>>

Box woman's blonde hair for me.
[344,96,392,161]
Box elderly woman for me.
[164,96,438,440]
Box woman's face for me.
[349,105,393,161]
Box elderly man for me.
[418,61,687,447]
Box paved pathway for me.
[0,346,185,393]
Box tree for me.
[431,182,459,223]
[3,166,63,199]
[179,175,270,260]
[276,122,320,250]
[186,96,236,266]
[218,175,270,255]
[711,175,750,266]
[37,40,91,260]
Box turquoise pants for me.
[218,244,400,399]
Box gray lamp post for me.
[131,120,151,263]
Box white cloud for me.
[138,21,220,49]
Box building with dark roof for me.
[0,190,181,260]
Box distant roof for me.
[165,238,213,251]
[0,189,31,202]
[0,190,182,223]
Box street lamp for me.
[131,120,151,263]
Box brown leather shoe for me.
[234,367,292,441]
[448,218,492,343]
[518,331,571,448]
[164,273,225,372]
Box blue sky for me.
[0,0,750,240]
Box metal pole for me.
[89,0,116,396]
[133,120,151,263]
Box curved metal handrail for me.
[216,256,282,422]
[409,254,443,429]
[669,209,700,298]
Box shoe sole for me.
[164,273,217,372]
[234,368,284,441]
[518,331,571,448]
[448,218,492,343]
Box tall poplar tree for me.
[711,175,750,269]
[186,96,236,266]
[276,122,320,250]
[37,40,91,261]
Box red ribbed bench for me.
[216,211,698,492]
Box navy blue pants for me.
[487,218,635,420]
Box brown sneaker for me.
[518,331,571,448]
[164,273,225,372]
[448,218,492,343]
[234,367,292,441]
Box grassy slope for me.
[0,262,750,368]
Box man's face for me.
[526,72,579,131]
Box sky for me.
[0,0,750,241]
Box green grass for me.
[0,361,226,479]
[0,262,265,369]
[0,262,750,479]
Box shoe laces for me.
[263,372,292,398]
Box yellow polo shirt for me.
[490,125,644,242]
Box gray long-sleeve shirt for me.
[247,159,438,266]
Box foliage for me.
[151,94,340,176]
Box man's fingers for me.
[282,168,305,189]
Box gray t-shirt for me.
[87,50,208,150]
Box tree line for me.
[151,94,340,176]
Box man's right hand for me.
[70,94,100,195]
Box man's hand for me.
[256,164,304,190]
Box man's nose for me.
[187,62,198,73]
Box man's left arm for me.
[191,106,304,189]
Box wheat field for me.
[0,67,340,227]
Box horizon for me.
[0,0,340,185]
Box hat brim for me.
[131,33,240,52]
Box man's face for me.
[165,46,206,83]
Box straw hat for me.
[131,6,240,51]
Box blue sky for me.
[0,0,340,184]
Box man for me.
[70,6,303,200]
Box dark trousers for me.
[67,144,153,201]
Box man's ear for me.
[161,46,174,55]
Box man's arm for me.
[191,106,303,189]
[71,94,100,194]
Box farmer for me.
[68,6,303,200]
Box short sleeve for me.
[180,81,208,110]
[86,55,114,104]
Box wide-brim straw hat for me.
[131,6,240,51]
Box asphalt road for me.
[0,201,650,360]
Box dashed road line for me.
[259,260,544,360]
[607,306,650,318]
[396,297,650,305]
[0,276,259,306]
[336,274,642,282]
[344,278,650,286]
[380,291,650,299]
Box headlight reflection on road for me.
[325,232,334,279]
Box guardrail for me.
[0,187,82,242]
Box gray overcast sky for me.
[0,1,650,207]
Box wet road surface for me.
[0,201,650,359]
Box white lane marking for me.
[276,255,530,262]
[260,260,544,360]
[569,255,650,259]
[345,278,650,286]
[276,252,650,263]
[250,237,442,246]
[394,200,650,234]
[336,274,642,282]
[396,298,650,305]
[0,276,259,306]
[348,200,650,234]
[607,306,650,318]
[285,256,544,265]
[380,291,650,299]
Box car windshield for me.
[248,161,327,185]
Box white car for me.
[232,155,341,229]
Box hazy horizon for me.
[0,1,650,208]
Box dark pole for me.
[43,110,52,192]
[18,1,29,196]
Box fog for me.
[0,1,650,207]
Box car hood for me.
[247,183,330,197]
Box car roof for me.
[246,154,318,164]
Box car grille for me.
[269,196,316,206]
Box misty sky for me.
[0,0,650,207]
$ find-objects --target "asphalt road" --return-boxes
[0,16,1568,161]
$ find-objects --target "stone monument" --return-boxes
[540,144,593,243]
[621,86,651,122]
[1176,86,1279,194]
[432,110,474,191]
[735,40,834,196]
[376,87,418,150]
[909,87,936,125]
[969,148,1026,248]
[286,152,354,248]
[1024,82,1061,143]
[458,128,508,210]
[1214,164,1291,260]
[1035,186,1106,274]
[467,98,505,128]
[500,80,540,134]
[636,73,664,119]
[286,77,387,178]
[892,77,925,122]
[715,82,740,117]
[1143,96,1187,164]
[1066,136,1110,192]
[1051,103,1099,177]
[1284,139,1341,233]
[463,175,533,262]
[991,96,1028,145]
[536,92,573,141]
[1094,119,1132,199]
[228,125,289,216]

<<

**Exercise brief:** Reproduce all of the records above word for word, without changing anything.

**Answer to the task:**
Box woman's blonde hair for me.
[344,96,392,161]
Box elderly woman for me.
[164,96,438,440]
Box woman's face for me.
[349,105,393,161]
Box elderly man for me.
[418,61,687,447]
Box paved pathway for me.
[0,346,185,393]
Box tree for me.
[431,182,459,223]
[3,166,63,199]
[179,175,270,260]
[276,122,320,250]
[186,96,236,266]
[218,175,270,255]
[711,175,750,266]
[37,40,91,260]
Box turquoise pants for me.
[218,244,400,399]
Box gray lamp post for me.
[131,120,151,263]
Box white cloud for me.
[138,21,220,49]
Box building with dark roof for me.
[0,190,181,260]
Box distant roof for me.
[165,238,213,251]
[0,189,31,202]
[0,190,182,223]
Box street lamp for me.
[131,120,151,263]
Box brown leather shoe for me.
[234,367,292,441]
[448,218,492,343]
[518,331,571,448]
[164,273,225,372]
Box blue sky for me.
[0,0,750,240]
Box metal pole for me.
[89,0,116,396]
[133,120,151,263]
Box curved metal handrail for me.
[216,256,282,422]
[409,254,443,429]
[669,209,700,298]
Box shoe sole for me.
[164,273,217,372]
[234,368,284,441]
[518,331,571,448]
[448,218,492,343]
Box tall poplar tree for me.
[711,175,750,269]
[186,96,236,266]
[276,122,320,250]
[37,40,91,261]
Box red ribbed bench for me.
[216,211,698,492]
Box navy blue pants for me.
[487,218,635,420]
Box brown sneaker for me.
[518,331,571,448]
[164,273,225,372]
[448,218,492,343]
[234,367,292,441]
Box grassy slope for me.
[0,262,750,368]
Box man's face for me.
[526,72,579,131]
Box sky for me.
[0,0,750,241]
Box green grass for me.
[0,361,226,479]
[0,262,265,369]
[0,262,750,479]
Box shoe laces for me.
[263,372,292,398]
Box yellow polo shirt for me.
[490,125,644,242]
Box gray long-sleeve shirt for me.
[247,159,438,266]
Box foliage for me.
[151,94,340,176]
Box man's fingers for me.
[282,168,305,189]
Box gray t-shirt for me.
[87,50,208,150]
Box tree line for me.
[151,94,340,176]
Box man's right hand for me.
[70,94,100,195]
Box man's hand for me.
[256,164,304,190]
Box man's nose for me.
[187,62,198,73]
Box man's left arm for me.
[191,106,304,189]
Box wheat field for me.
[0,67,340,227]
Box horizon for me.
[0,0,340,185]
Box hat brim for me.
[131,33,240,52]
Box man's face for me.
[165,46,206,83]
Box straw hat for me.
[131,6,240,51]
Box blue sky for me.
[0,0,340,184]
Box man for me.
[70,6,303,200]
Box dark trousers for me.
[67,144,153,201]
Box man's ear for me.
[161,46,174,55]
Box man's arm for me.
[191,106,303,189]
[71,94,100,194]
Box farmer for me.
[68,6,303,200]
Box short sleeve for me.
[180,81,208,110]
[86,55,114,104]
Box wide-brim straw hat for me.
[131,6,240,51]
Box asphalt road for me.
[0,201,650,360]
Box dashed road line for me.
[259,260,544,360]
[607,306,650,318]
[396,297,650,305]
[0,276,259,306]
[336,274,642,282]
[344,278,650,286]
[380,291,650,299]
Box headlight reflection on road for me.
[325,232,334,279]
Box guardrail for me.
[0,187,82,242]
Box gray overcast sky for me.
[0,1,650,207]
Box wet road surface for me.
[0,201,650,359]
Box white lane marking for me.
[276,255,530,262]
[260,260,544,360]
[569,255,650,259]
[345,278,650,286]
[276,252,650,263]
[250,237,442,246]
[394,200,650,234]
[336,274,642,282]
[396,298,650,305]
[0,276,259,306]
[348,200,650,234]
[607,306,650,318]
[285,256,544,265]
[380,291,650,299]
Box car windshield for me.
[248,161,327,185]
Box white car for me.
[232,155,341,229]
Box hazy horizon for me.
[0,1,650,208]
Box dark pole for me.
[43,110,52,192]
[18,1,29,196]
Box fog for me.
[0,1,650,207]
Box car hood for me.
[247,183,330,197]
Box car roof for me.
[246,154,318,164]
Box car grille for me.
[269,196,316,206]
Box misty sky for me.
[0,0,650,207]
$ find-objects --target "asphalt road" --return-boxes
[0,16,1568,161]
$ find-objects --target "stone monument" --return-boxes
[540,144,593,243]
[621,86,651,122]
[1176,86,1279,194]
[432,110,474,191]
[735,40,834,196]
[376,87,418,150]
[909,87,936,125]
[969,148,1026,248]
[286,152,354,248]
[1024,82,1061,143]
[458,128,508,210]
[1214,164,1291,260]
[1035,186,1106,274]
[467,98,505,128]
[500,80,540,134]
[636,73,664,119]
[286,77,387,178]
[892,77,925,122]
[715,82,740,117]
[1143,96,1187,164]
[1066,136,1110,192]
[1051,103,1099,177]
[1284,139,1341,233]
[463,175,533,262]
[991,96,1028,145]
[536,92,573,141]
[1094,119,1132,199]
[228,125,289,216]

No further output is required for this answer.